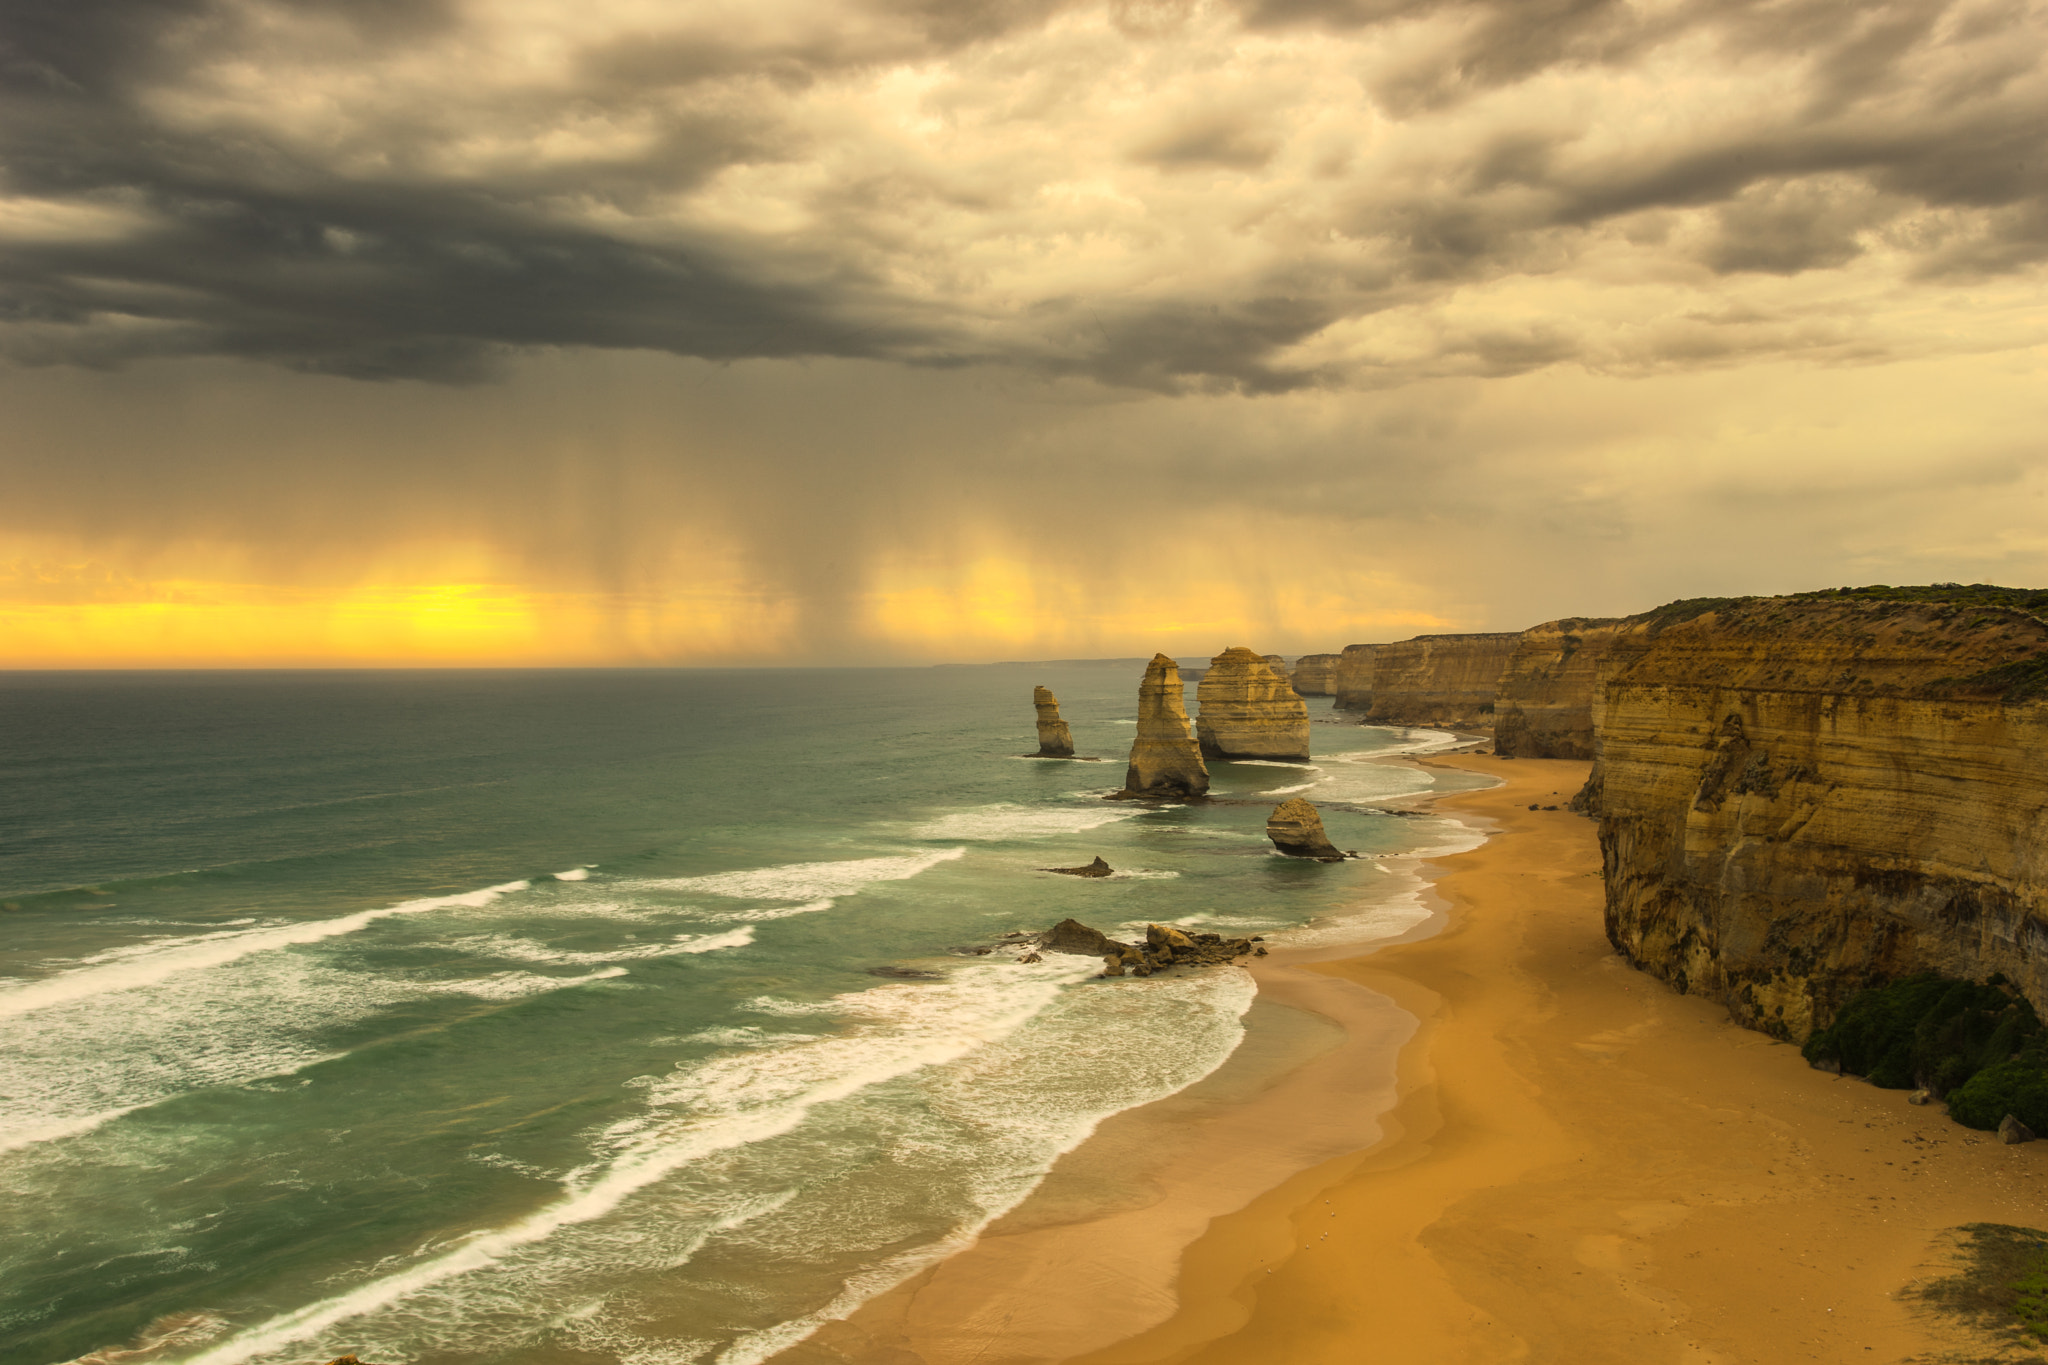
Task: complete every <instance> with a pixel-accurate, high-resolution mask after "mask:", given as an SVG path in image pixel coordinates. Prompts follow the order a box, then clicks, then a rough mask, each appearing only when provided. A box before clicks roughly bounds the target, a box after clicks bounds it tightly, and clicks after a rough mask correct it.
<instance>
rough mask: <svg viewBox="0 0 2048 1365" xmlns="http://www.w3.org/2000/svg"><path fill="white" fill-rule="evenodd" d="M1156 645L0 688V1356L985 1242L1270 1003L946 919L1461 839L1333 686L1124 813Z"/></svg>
mask: <svg viewBox="0 0 2048 1365" xmlns="http://www.w3.org/2000/svg"><path fill="white" fill-rule="evenodd" d="M1141 673H1143V663H1114V665H1112V663H1057V665H991V667H940V669H760V671H694V669H680V671H664V669H635V671H389V673H379V671H371V673H360V671H350V673H319V671H315V673H0V1199H4V1201H6V1218H4V1220H0V1342H4V1351H0V1359H6V1361H10V1363H20V1365H59V1363H66V1361H88V1363H92V1365H111V1363H115V1361H164V1363H166V1365H170V1363H178V1365H242V1363H254V1365H281V1363H287V1361H291V1363H297V1361H326V1359H332V1357H336V1355H342V1353H356V1355H360V1357H362V1359H365V1361H377V1363H379V1365H457V1363H461V1365H483V1363H520V1365H528V1363H535V1365H557V1363H561V1365H571V1363H573V1365H606V1363H618V1365H684V1363H694V1361H705V1363H717V1365H754V1363H756V1361H764V1359H768V1357H772V1355H774V1353H776V1351H780V1349H782V1347H786V1345H791V1342H795V1340H799V1338H803V1336H805V1334H807V1332H809V1330H813V1328H815V1324H817V1322H821V1320H825V1318H829V1316H840V1314H844V1312H848V1310H850V1308H854V1306H858V1304H860V1302H862V1300H866V1297H870V1295H874V1293H879V1291H881V1289H887V1287H889V1285H893V1283H897V1281H901V1279H903V1277H907V1275H911V1273H915V1271H918V1269H922V1267H924V1265H930V1263H932V1261H934V1259H936V1257H942V1254H946V1252H948V1250H954V1248H958V1246H965V1244H969V1242H971V1240H973V1236H975V1234H977V1230H979V1228H983V1226H985V1224H987V1222H989V1220H993V1218H997V1216H999V1214H1004V1212H1006V1209H1010V1207H1014V1205H1016V1203H1018V1201H1020V1199H1022V1197H1024V1195H1028V1193H1030V1189H1032V1187H1034V1185H1036V1183H1038V1181H1040V1177H1042V1175H1044V1171H1047V1169H1049V1166H1051V1164H1053V1162H1055V1160H1057V1158H1059V1154H1061V1152H1065V1150H1071V1148H1073V1146H1077V1144H1079V1142H1081V1140H1083V1138H1085V1136H1087V1134H1090V1132H1092V1130H1094V1126H1096V1124H1100V1121H1102V1119H1104V1117H1108V1115H1112V1113H1116V1111H1122V1109H1128V1107H1135V1105H1141V1103H1147V1101H1151V1099H1159V1097H1163V1095H1171V1093H1176V1091H1180V1089H1184V1087H1188V1085H1192V1083H1196V1081H1200V1078H1202V1076H1206V1074H1208V1072H1212V1070H1214V1068H1217V1066H1219V1064H1221V1062H1223V1060H1225V1058H1227V1056H1229V1054H1231V1052H1233V1048H1235V1046H1237V1044H1239V1040H1241V1038H1243V1015H1245V1011H1247V1007H1249V1005H1251V999H1253V988H1251V982H1249V978H1247V974H1245V972H1241V970H1235V968H1212V970H1204V972H1182V974H1174V976H1165V978H1151V980H1139V978H1120V980H1102V978H1096V972H1098V970H1100V964H1098V962H1096V960H1090V958H1067V956H1047V958H1044V962H1040V964H1022V962H1018V960H1016V958H1018V954H1016V952H1014V950H1008V948H999V950H997V952H991V954H985V956H979V954H975V950H977V948H989V945H991V943H997V941H999V935H1004V933H1010V931H1020V929H1024V931H1034V929H1044V927H1049V925H1051V923H1055V921H1059V919H1063V917H1069V915H1071V917H1075V919H1081V921H1083V923H1092V925H1096V927H1102V929H1106V931H1112V933H1114V931H1118V929H1124V931H1128V929H1133V927H1139V929H1143V923H1145V921H1161V923H1174V925H1182V927H1188V929H1208V931H1221V933H1231V935H1251V933H1260V935H1264V937H1266V939H1268V941H1270V943H1276V945H1278V943H1290V941H1294V943H1298V941H1337V939H1360V941H1364V939H1372V937H1386V935H1393V933H1401V931H1403V929H1407V927H1411V925H1415V923H1417V921H1419V919H1423V915H1425V911H1423V905H1421V898H1419V882H1417V878H1415V876H1413V866H1415V860H1417V855H1419V853H1425V851H1430V849H1436V847H1452V845H1468V843H1470V841H1473V839H1475V837H1473V835H1470V831H1466V829H1462V827H1458V825H1456V823H1452V821H1448V819H1442V817H1432V814H1421V817H1395V814H1389V812H1386V810H1384V806H1386V804H1389V802H1391V804H1397V806H1407V804H1413V800H1415V798H1417V796H1419V794H1423V792H1425V790H1427V788H1430V784H1432V776H1430V774H1427V772H1421V769H1415V767H1407V765H1397V763H1384V761H1376V759H1382V757H1384V755H1391V753H1403V751H1427V749H1432V747H1442V745H1446V743H1448V739H1446V737H1444V735H1436V733H1423V731H1391V729H1374V726H1356V724H1337V722H1331V720H1333V718H1331V716H1329V702H1327V700H1321V702H1311V714H1313V716H1315V718H1319V720H1321V722H1319V724H1315V726H1313V739H1315V751H1317V757H1315V761H1313V763H1311V765H1286V763H1212V776H1214V792H1212V794H1214V796H1219V798H1225V800H1217V802H1212V804H1200V806H1145V804H1133V802H1106V800H1102V796H1104V794H1106V792H1110V790H1114V788H1116V786H1120V782H1122V774H1124V755H1126V753H1128V747H1130V737H1133V733H1135V722H1137V688H1139V677H1141ZM1034 684H1044V686H1049V688H1053V692H1055V694H1059V700H1061V710H1063V714H1065V716H1067V720H1069V722H1071V724H1073V735H1075V747H1077V751H1079V753H1083V755H1100V757H1102V761H1100V763H1085V761H1042V759H1026V757H1022V755H1024V753H1028V751H1032V749H1034V747H1036V741H1034V739H1032V706H1030V694H1032V686H1034ZM1192 694H1194V688H1192V686H1190V698H1188V700H1190V712H1192V710H1194V696H1192ZM1448 778H1450V780H1456V776H1454V774H1450V776H1448ZM1438 780H1444V778H1438ZM1290 794H1303V796H1309V798H1311V800H1315V802H1317V804H1319V806H1321V808H1323V817H1325V825H1327V829H1329V833H1331V837H1333V841H1335V843H1337V845H1339V847H1346V849H1358V851H1360V853H1366V855H1368V857H1364V860H1358V862H1346V864H1341V866H1325V864H1311V862H1298V860H1284V857H1278V855H1276V853H1274V851H1272V847H1270V845H1268V841H1266V837H1264V821H1266V812H1268V810H1270V806H1272V804H1274V802H1278V800H1284V798H1286V796H1290ZM1096 855H1102V857H1104V860H1108V862H1110V864H1112V866H1114V868H1116V876H1112V878H1106V880H1081V878H1065V876H1053V874H1047V872H1042V868H1055V866H1077V864H1085V862H1087V860H1090V857H1096ZM1159 1038H1171V1040H1174V1046H1171V1048H1165V1050H1163V1048H1159V1046H1157V1040H1159Z"/></svg>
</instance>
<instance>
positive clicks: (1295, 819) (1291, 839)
mask: <svg viewBox="0 0 2048 1365" xmlns="http://www.w3.org/2000/svg"><path fill="white" fill-rule="evenodd" d="M1266 837H1268V839H1272V841H1274V847H1278V849H1280V851H1282V853H1286V855H1288V857H1315V860H1319V862H1343V849H1339V847H1337V845H1333V843H1331V841H1329V835H1325V833H1323V817H1321V814H1319V812H1317V808H1315V804H1313V802H1307V800H1303V798H1300V796H1292V798H1288V800H1284V802H1280V804H1278V806H1274V812H1272V814H1268V817H1266Z"/></svg>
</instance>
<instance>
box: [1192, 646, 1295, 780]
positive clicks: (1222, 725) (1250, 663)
mask: <svg viewBox="0 0 2048 1365" xmlns="http://www.w3.org/2000/svg"><path fill="white" fill-rule="evenodd" d="M1194 698H1196V702H1198V704H1200V710H1198V712H1196V720H1194V735H1196V741H1198V743H1200V747H1202V757H1210V759H1307V757H1309V704H1307V702H1303V700H1300V696H1296V692H1294V688H1290V686H1288V681H1286V679H1284V677H1280V675H1278V673H1274V671H1272V667H1270V665H1268V663H1266V661H1264V659H1262V657H1260V655H1255V653H1251V651H1249V649H1245V647H1241V645H1239V647H1235V649H1225V651H1223V653H1221V655H1217V657H1214V659H1210V661H1208V671H1204V673H1202V681H1200V684H1198V686H1196V690H1194Z"/></svg>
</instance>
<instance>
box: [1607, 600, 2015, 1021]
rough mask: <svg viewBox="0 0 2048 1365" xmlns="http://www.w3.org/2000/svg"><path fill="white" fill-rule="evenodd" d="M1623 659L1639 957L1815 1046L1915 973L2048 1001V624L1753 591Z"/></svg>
mask: <svg viewBox="0 0 2048 1365" xmlns="http://www.w3.org/2000/svg"><path fill="white" fill-rule="evenodd" d="M1915 591H1925V589H1915ZM1604 667H1606V671H1608V673H1610V677H1608V681H1606V686H1604V690H1602V706H1599V710H1602V714H1599V757H1597V763H1595V776H1593V784H1589V788H1597V808H1599V812H1602V821H1599V845H1602V853H1604V860H1606V878H1608V937H1610V939H1612V941H1614V945H1616V950H1620V952H1622V954H1624V956H1626V958H1628V960H1630V962H1634V964H1636V966H1638V968H1642V970H1645V972H1651V974H1655V976H1661V978H1665V980H1669V982H1671V984H1673V986H1677V988H1679V990H1694V993H1700V995H1708V997H1714V999H1720V1001H1726V1005H1729V1011H1731V1013H1733V1015H1735V1019H1737V1021H1741V1023H1747V1025H1751V1027H1761V1029H1765V1031H1769V1033H1776V1036H1780V1038H1792V1040H1802V1038H1806V1036H1808V1033H1810V1031H1812V1029H1815V1027H1817V1025H1821V1023H1827V1021H1829V1019H1831V1017H1833V1013H1835V1009H1837V1007H1839V1005H1841V1001H1845V999H1847V997H1849V995H1853V993H1855V990H1858V988H1862V986H1866V984H1874V982H1882V980H1890V978H1898V976H1907V974H1913V972H1939V974H1946V976H1958V978H1974V980H1982V978H1987V976H1989V974H1993V972H2003V974H2005V976H2007V978H2011V980H2013V982H2015V984H2017V986H2019V988H2021V990H2023V993H2025V995H2028V999H2030V1001H2032V1003H2034V1005H2036V1009H2048V700H2042V696H2040V694H2042V690H2044V679H2048V624H2044V622H2042V620H2040V618H2036V616H2032V614H2028V612H2021V610H2009V608H1985V606H1954V604H1950V606H1944V604H1929V602H1884V600H1843V598H1825V596H1823V598H1817V600H1790V598H1751V600H1741V602H1733V604H1720V606H1716V608H1714V610H1704V612H1696V614H1692V616H1690V618H1686V616H1683V614H1679V618H1671V616H1669V614H1667V616H1657V614H1653V616H1651V618H1649V620H1638V622H1636V624H1632V626H1628V628H1626V630H1624V632H1620V639H1618V641H1616V645H1614V649H1610V653H1608V661H1606V665H1604Z"/></svg>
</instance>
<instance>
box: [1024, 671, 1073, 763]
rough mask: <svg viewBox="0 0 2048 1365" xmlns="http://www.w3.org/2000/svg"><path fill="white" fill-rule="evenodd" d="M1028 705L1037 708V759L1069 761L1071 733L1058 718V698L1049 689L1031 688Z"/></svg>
mask: <svg viewBox="0 0 2048 1365" xmlns="http://www.w3.org/2000/svg"><path fill="white" fill-rule="evenodd" d="M1030 704H1032V706H1036V708H1038V757H1042V759H1071V757H1073V731H1071V729H1067V722H1065V720H1061V718H1059V698H1057V696H1053V692H1051V688H1032V690H1030Z"/></svg>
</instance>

Task brief:
Everything in the material above from the line that has "positive clicks: (1295, 819) (1291, 839)" through the line that has "box: [1192, 646, 1295, 780]" must be duplicated exactly, with no other lines given.

Answer for this exercise:
positive clicks: (1295, 819) (1291, 839)
mask: <svg viewBox="0 0 2048 1365" xmlns="http://www.w3.org/2000/svg"><path fill="white" fill-rule="evenodd" d="M1266 837H1268V839H1272V841H1274V847H1278V849H1280V851H1282V853H1286V855H1288V857H1315V860H1319V862H1343V849H1339V847H1337V845H1333V843H1331V841H1329V835H1325V833H1323V817H1321V814H1319V812H1317V808H1315V804H1313V802H1307V800H1303V798H1300V796H1292V798H1288V800H1284V802H1280V804H1278V806H1274V812H1272V814H1268V817H1266Z"/></svg>
</instance>
<instance>
box: [1192, 646, 1295, 780]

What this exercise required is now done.